* [REQUEST] Render the rows, starting at the top and ending at the line that contains "point(583, 159)", as a two-column CSV with the headers instruction and points. Each line beginning with "Note:" and the point lines under it form one CSV line, with both fields quoted and any line breaks inside a field replaced by spaces.

* [MATERIAL SHOWN]
** START **

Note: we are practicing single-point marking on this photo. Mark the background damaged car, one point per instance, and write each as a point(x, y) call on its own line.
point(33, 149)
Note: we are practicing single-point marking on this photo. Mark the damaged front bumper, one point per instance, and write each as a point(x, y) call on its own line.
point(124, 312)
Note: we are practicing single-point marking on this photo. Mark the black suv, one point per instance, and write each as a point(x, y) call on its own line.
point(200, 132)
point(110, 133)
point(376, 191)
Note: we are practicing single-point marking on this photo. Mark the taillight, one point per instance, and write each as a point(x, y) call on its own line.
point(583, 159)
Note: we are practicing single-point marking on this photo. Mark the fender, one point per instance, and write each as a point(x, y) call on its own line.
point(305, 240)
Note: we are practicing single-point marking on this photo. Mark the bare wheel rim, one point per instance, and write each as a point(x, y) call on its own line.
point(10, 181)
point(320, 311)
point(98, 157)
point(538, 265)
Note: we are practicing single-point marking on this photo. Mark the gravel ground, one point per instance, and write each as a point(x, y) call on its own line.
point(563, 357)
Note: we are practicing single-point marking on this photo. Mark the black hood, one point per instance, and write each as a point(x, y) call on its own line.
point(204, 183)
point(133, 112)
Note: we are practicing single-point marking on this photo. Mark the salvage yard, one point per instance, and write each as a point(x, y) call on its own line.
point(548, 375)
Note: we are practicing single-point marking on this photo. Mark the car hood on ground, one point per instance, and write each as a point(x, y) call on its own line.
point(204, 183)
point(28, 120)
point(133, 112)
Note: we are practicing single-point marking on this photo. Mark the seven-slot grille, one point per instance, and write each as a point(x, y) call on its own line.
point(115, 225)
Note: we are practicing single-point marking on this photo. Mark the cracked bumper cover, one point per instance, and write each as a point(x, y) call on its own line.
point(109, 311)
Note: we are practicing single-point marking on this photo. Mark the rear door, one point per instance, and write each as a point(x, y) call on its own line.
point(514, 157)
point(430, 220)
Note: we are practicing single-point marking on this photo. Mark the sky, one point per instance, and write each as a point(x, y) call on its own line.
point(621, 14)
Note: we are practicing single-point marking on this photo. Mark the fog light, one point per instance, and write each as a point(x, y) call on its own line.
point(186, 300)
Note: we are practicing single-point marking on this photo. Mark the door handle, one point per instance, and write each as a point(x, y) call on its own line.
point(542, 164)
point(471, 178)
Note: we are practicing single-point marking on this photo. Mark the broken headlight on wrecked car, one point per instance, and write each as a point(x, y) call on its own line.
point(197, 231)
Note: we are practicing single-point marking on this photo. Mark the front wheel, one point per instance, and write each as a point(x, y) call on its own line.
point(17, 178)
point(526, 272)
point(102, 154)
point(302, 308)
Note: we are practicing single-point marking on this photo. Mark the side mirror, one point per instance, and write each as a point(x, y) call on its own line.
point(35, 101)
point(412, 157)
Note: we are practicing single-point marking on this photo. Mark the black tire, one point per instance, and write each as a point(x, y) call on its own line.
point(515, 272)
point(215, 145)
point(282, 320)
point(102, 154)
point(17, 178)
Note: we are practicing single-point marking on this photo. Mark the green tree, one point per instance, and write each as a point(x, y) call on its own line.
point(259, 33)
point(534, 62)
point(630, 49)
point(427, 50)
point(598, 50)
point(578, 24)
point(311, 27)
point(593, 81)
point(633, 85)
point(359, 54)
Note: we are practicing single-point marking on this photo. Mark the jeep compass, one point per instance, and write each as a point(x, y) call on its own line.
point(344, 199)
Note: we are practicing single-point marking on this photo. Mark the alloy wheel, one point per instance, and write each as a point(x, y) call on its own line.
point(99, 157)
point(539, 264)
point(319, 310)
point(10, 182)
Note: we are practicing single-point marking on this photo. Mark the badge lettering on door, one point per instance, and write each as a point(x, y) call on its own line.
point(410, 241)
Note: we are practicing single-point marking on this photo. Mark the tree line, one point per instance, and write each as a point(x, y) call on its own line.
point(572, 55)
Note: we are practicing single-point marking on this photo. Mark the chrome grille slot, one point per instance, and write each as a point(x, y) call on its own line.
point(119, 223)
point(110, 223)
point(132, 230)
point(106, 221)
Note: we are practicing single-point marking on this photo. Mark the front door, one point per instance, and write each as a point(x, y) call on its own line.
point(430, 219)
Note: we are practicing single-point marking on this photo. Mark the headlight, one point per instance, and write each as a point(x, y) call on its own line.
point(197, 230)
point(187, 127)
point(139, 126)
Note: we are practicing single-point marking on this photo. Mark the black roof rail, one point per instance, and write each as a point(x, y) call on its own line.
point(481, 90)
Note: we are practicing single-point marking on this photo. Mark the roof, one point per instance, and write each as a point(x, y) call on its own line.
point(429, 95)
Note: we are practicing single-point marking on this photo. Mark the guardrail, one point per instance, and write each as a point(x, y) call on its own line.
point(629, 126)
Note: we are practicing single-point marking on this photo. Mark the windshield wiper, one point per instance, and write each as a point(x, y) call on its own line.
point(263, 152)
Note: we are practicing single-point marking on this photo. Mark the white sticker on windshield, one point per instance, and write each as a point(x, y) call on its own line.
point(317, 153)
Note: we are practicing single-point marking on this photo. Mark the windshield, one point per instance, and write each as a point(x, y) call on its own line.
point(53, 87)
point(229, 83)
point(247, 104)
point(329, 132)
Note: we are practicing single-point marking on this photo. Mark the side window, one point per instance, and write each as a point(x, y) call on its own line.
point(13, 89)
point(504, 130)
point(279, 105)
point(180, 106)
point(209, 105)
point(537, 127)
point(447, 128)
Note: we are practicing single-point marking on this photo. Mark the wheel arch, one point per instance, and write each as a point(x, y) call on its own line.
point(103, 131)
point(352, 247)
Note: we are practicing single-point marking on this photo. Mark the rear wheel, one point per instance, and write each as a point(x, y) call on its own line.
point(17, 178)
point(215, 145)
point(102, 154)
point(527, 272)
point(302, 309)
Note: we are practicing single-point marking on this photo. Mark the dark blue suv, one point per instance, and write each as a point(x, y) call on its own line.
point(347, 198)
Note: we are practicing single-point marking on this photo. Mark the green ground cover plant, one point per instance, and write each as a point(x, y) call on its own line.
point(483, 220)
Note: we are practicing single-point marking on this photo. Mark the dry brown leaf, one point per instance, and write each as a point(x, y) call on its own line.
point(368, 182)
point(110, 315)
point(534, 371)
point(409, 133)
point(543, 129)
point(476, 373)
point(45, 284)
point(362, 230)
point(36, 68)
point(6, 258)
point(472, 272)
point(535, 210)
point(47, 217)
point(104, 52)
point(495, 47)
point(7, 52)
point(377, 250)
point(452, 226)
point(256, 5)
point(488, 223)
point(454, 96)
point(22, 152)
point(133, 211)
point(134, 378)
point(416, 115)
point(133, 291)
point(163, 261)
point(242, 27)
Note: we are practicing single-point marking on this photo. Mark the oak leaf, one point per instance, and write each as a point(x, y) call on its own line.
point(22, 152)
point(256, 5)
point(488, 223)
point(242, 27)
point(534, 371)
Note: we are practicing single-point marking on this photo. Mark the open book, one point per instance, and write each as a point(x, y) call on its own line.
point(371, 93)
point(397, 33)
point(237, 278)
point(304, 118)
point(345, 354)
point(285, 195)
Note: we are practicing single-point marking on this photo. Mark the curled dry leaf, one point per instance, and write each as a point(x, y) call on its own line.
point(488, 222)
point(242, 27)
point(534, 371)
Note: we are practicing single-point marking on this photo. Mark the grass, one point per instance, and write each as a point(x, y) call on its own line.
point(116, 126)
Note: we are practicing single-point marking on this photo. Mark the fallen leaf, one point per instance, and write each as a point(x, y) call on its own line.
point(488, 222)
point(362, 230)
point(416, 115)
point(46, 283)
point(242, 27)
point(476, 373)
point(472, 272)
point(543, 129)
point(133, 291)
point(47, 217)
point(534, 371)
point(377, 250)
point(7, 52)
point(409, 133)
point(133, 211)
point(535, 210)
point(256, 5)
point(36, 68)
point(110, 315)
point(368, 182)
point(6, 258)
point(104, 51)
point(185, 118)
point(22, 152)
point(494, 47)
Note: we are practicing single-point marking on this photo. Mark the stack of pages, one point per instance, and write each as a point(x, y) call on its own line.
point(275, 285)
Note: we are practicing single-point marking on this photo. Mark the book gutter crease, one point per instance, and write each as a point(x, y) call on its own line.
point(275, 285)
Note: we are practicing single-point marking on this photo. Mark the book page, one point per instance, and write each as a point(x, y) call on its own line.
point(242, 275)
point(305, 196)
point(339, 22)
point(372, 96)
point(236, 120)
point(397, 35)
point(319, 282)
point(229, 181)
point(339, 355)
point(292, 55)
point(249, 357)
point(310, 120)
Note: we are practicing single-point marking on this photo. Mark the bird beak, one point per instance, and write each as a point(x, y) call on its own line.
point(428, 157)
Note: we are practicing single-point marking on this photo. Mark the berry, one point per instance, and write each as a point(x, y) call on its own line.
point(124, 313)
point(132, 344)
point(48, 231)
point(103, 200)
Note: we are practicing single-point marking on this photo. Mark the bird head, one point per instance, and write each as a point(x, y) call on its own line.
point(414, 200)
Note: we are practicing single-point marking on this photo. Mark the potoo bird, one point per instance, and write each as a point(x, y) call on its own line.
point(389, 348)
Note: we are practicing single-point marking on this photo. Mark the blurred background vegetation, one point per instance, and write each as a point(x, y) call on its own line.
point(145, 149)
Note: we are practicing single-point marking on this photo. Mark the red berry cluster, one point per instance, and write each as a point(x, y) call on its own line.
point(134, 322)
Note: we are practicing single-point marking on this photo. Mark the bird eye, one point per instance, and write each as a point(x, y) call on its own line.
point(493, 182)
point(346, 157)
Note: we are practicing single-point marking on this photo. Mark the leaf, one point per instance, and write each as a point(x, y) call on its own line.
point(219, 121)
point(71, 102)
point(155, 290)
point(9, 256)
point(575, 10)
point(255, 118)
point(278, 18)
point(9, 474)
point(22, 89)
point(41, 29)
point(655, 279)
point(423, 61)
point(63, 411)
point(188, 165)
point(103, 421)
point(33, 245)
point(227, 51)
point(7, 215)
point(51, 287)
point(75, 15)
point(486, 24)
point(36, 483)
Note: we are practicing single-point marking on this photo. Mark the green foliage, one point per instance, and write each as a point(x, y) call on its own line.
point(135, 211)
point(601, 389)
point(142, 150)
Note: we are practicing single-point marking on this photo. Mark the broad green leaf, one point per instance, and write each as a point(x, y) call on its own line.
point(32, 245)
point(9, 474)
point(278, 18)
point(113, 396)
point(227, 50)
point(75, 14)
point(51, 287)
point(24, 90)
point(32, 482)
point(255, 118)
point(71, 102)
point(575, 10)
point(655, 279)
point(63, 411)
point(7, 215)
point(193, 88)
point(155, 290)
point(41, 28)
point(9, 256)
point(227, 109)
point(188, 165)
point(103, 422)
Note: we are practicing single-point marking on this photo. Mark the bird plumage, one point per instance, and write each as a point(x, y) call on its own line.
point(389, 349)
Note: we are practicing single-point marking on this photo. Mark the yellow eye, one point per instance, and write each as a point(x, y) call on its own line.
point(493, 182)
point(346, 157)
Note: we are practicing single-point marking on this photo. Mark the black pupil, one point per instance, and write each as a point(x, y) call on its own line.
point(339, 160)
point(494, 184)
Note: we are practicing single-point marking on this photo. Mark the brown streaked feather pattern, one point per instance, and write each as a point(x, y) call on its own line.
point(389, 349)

** END **

* [OUTPUT FOR THIS TASK]
instruction,points
"Note: we are practicing single-point marking on this photo. Mark the background damaged car, one point per instance, and write each as a point(x, y) call on its own line.","point(33, 149)"
"Note: we are practicing single-point marking on this photo. Mark the damaged front bumper, one point per instance, and write each as a point(x, y) call on its own line.","point(124, 312)"
"Note: we are practicing single-point marking on this photo. Mark the black suv, one point per instance, and write each as a point(x, y) call on its own line.","point(200, 132) point(110, 133) point(376, 191)"
"Note: we are practicing single-point marking on this photo. Mark the taillight, one point per instance, and write each as a point(x, y) call on its own line.","point(583, 159)"